■ **Exercises to complete**:
• 1. Please retype the part of the Haskell type-level naturals thread between "For reasons that" and "fine so far.", inclusive.
• 2. Pick up the Haskell type-level naturals thread from its final sentence and write what comes next.

■ **Supplied passage**:
StackOverflow!
For reasons that would like to remain between me and God, I'm currently playing around with promoting runtime naturals to the type level. I've been following this approach with GHC.TypeLits, which has worked out fine so far.
However, in one instance, I have an additional constraint of 1 <= n, i.e. my promoted natural not to be just any natural, but at least 1. This is also from GHC.TypeLits And I am unsure if/how it is possible to extract and make that information known.
Here's a minimal non-working example:
{-# LANGUAGE DataKinds #-}
{-# LANGUAGE GADTs #-}
{-# LANGUAGE PolyKinds #-}
{-# LANGUAGE RankNTypes #-}
{-# LANGUAGE ScopedTypeVariables #-}
{-# LANGUAGE TypeOperators #-}
import Data.Maybe
import Data.Proxy
import GHC.TypeLits
import Numeric.Natural
data AnyNat (n :: Nat) where
AN :: AnyNat n
data AtLeast1Nat (n :: Nat) where
AL1N :: AtLeast1Nat n
promote0 :: Natural -> AnyNat n
promote0 k = case sn of
SomeNat (_ :: Proxy p) -> AN
where
sn = (fromJust . someNatVal . toInteger) k
promote1 :: (KnownNat n, 1 <= n) => Natural -> AtLeast1Nat n
promote1 k = case sn of
SomeNat (_ :: Proxy p) -> AL1N
where
sn = (fromJust . someNatVal . toInteger) k
main :: IO ()
main = do nat_in <- getLine
let nat = read nat_in :: Natural
let p0 = promote0 nat
let p1 = promote1 nat
putStrLn "Last statement must be an expression"
This produces this error (full error here, but this is the relevant part):
* Couldn't match type `1 <=? n0' with 'True
arising from a use of `promote1'
The type variable `n0' is ambiguous
Honestly, this isn't too surprising and I (think I) do understand why this happens. The Natural that we give in could be any of them, so why would we be able to derive that 1 <= n? That's why it works fine for promote0 and not promote1.
My question is hence, is there any way to also check (and propagate to type-level) this information so I can use it as intended, or am I using the wrong approach here?
You're using the wrong approach.

■ **Provided material**:
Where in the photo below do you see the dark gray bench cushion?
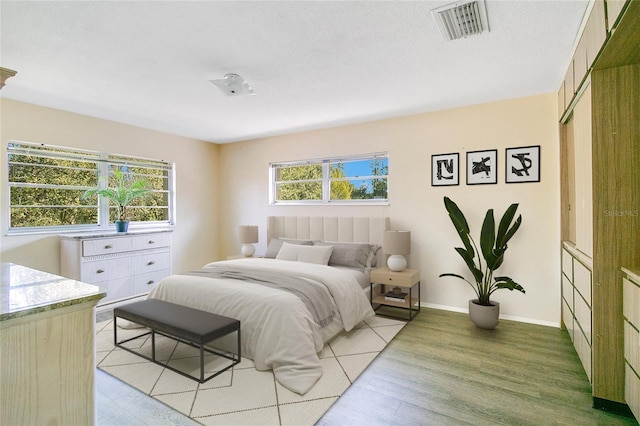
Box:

■ **Answers for the exercise**:
• 1.
For reasons that would like to remain between me and God, I'm currently playing around with promoting runtime naturals to the type level. I've been following this approach with GHC.TypeLits, which has worked out fine so far.

• 2.
As discussed in the comments, promote0 (and similarly promote1) isn't doing what you're hoping. The problem is that the AN on the right-hand-side of the case has type AnyNat n for some n entirely unrelated to the term sn. You could have written:
promote0 k = case 2+2 of 4 -> AN
and gotten much the same effect. Note the critical difference between your code and the other Stack Overflow answer you link: in that answer, the type variable n in the case scrutinee is used to type something (via ScopedTypeVariables) in the case branch. You bind a type variable p in your scrutinee but then don't use it for anything.
If we consider your actual problem, suppose we want to write something like this:
import qualified Data.Vector.Sized as V
main = do
n <- readLn :: IO Int
let Just v = V.fromList (replicate n 1)
v2 = v V.++ v
print $ v2
This won't type check. It gives an error on V.fromList about the lack of a KnownNat constraint. The issue is that v has been assigned a type S.Vector k Int for some k :: Nat. But V.fromList performs a runtime check that the length of the input list (the run time value n) is equal to the type-level k. To do this, k must be converted to a runtime integer which requires KnownNat k.
The general solution, as you've guessed, is to construct a SomeNat that basically contains a KnownNat n => n that's unknown at compile time. However, you don't want to try to promote it to a known type-level Nat (i.e., you don't want promote0). You want to leave it as-is and case match on it at the point you need its type-level value. That type-level value will be available within the case but unavailable outside the case, so no types that depend on n can "escape" the case statement.
So, for example, you can write:
import qualified Data.Vector.Sized as V
import Data.Proxy
import GHC.TypeNats
main = do
n <- readLn :: IO Int
-- keep `sn` as the type-level representation of the runtime `n`
let sn = someNatVal (fromIntegral n)
-- scrutinize it when you need its value at type level
case sn of
-- bind the contained Nat to the type variable `n`
SomeNat (Proxy :: Proxy n) -> do
-- now it's available at the type level
let v = V.replicate #n 1 -- using type-level "n"
v2 = v V.++ v
print v2
but you can't write:
main :: IO ()
main = do
n <- readLn :: IO Int
let sn = someNatVal (fromIntegral n)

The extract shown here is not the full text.